Record extracts –
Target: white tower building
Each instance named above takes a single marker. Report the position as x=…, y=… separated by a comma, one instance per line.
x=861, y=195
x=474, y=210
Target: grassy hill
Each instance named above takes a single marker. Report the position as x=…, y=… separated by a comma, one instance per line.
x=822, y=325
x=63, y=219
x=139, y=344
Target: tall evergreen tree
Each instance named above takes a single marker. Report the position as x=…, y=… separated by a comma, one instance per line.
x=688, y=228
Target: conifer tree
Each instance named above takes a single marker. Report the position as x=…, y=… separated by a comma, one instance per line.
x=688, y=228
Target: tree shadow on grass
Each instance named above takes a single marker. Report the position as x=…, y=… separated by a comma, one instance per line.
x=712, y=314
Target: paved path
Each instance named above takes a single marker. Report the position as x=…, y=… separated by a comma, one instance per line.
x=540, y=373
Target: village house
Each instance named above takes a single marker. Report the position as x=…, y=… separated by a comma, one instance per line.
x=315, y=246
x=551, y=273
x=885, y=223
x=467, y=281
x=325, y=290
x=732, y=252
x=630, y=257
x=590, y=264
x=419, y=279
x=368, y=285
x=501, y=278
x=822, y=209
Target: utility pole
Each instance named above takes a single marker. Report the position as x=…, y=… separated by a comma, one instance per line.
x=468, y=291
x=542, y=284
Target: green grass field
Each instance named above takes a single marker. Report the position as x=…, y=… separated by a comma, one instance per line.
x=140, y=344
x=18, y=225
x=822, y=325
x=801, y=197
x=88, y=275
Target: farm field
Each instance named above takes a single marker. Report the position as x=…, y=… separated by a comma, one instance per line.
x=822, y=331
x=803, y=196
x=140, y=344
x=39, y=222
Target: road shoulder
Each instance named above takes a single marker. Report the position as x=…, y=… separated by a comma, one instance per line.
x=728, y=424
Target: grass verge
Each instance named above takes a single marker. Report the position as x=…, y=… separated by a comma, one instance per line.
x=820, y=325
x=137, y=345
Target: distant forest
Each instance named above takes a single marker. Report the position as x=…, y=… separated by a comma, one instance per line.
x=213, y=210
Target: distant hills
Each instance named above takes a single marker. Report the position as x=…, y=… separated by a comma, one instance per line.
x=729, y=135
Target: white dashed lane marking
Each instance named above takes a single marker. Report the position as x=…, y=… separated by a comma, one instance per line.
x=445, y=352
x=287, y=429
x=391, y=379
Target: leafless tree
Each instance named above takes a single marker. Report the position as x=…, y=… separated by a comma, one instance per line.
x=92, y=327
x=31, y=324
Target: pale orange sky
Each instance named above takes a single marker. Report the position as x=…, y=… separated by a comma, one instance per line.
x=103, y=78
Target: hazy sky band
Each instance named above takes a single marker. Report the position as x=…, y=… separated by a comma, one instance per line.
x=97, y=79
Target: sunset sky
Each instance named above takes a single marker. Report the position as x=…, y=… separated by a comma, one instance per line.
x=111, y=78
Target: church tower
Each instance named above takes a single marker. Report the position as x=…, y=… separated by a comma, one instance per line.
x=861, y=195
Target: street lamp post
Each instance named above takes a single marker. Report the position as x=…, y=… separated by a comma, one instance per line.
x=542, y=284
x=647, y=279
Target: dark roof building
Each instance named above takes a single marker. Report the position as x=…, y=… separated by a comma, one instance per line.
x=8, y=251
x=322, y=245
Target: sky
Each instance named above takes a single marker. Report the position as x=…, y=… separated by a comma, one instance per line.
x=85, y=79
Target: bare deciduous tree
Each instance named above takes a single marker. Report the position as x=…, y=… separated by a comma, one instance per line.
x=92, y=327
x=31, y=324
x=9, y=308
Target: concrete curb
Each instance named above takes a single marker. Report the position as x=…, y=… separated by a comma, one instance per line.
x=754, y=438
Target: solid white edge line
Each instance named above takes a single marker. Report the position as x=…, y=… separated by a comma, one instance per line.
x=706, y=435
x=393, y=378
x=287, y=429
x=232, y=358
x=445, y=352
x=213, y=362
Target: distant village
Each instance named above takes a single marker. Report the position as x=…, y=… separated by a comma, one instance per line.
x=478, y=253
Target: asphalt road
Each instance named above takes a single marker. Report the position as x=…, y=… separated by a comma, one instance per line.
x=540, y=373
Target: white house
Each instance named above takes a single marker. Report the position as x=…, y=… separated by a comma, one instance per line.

Work to complete –
For this exercise, write out all of the data exactly.

Your response –
Target: white tower building
Each instance named above takes a single marker. Report the position as x=…, y=… separated by a comma, one instance per line.
x=861, y=195
x=474, y=210
Target: grassy hill
Each instance named above takes a single marker. Report the position as x=…, y=… separated by a comma, one instance per line.
x=822, y=325
x=63, y=219
x=139, y=344
Target: tall evergreen tree
Each instance named above takes a single marker. Report the position as x=…, y=… separated by a comma, one instance per line.
x=688, y=228
Target: conifer tree
Each instance named above takes a single marker. Report the position as x=…, y=… separated by a comma, one instance per line.
x=688, y=228
Target: tree shadow on grass
Each instance named above takes a single marker. Report the position as x=…, y=… separated by a comma, one instance per line.
x=712, y=314
Target: paved path
Each instance named above takes a single marker. Report the position as x=…, y=… separated by a comma, one instance per line.
x=540, y=373
Target: village house
Each instance named above takes a single marker. Report the position as x=…, y=… separated by a comma, one instance per line.
x=315, y=246
x=551, y=273
x=885, y=223
x=467, y=281
x=325, y=290
x=732, y=252
x=630, y=257
x=590, y=264
x=419, y=279
x=368, y=285
x=501, y=278
x=822, y=209
Target: utility pole
Each instance named above takes a single marker. Report the position as x=…, y=… separated by a comma, one instance per line.
x=468, y=291
x=542, y=284
Target: green grass field
Each instance named above takes a single marker. Report the position as x=…, y=… separated by a comma, one instance per line.
x=140, y=344
x=18, y=225
x=822, y=325
x=801, y=197
x=88, y=275
Target: farm field
Each instance named above takes a single marker. Report the position as x=…, y=… separated by a comma, one instance per line.
x=822, y=331
x=803, y=196
x=140, y=344
x=39, y=222
Target: road shoulder
Each instance named above takes a single marker. Report the position as x=…, y=… separated by a comma, one instance per line.
x=728, y=424
Target: grass verge
Each instance named above takes a single marker. Report the position as x=…, y=… separated by a comma, one instance per line.
x=820, y=325
x=137, y=345
Target: distant forest
Each instance named above takes a single marker. Report the position as x=…, y=… separated by a comma, one instance per line.
x=213, y=210
Target: distant hills
Each instance named above takes a single marker. Report the position as x=…, y=… separated by a comma, one instance per line.
x=729, y=135
Target: white dashed lane marking
Each instance named above takes a single marker. Report the position as x=…, y=… separated by a comma, one instance per line.
x=445, y=352
x=287, y=429
x=391, y=379
Target: leafless tree
Each instance named above takes a single marker. Report the position as x=…, y=… separated by a comma, one instance per line.
x=92, y=327
x=31, y=324
Target: pale orange sky
Each instance named above takes a single marker. Report the position as x=…, y=… separated by a comma, one instance per line.
x=103, y=78
Target: hazy sky band
Each instance named above takes a single marker. Report the position as x=…, y=… separated by a comma, one instance per line.
x=97, y=79
Target: sunset sky
Each instance named above takes a single marker. Report the position as x=…, y=… separated by a comma, one instance per line.
x=111, y=78
Target: church tower
Each instance named above takes a single marker. Report the position as x=…, y=… separated by a comma, one instance per line.
x=861, y=195
Target: street lamp post
Each instance named above takes a single marker. Report the position as x=…, y=… separated by a comma, one instance per line.
x=542, y=284
x=647, y=279
Target: dark roof building
Each instance named above takes a single marker. Report the position as x=…, y=… separated by a comma, one instance per line.
x=8, y=251
x=322, y=245
Target: sky
Each instance named above takes a single marker. Report the position as x=…, y=… separated by a comma, one instance per line.
x=85, y=79
Target: bare deciduous tree
Each instance named above takes a single marker. Report the position as x=…, y=… separated by a comma, one instance per line.
x=92, y=327
x=31, y=324
x=9, y=308
Target: concrete curb
Each instance named above takes a single marker. Report the position as x=…, y=… separated by a comma, one instance per line.
x=754, y=438
Target: solid white edge line
Each instance named above takes a single marker. Report the position as x=…, y=… separated by a comma, one instance per line.
x=706, y=435
x=393, y=378
x=287, y=429
x=232, y=358
x=445, y=352
x=213, y=362
Target: distant village
Each instance named above takes a single marker. Report the position as x=…, y=… separated by a comma, one instance per line.
x=478, y=253
Target: asphalt road
Each instance named above takes a single marker. Report the position as x=…, y=… separated by a comma, one instance per line.
x=540, y=373
Target: white house
Each instance named above takes a single marker. Report the position as x=…, y=… separated by a comma, one instance per line.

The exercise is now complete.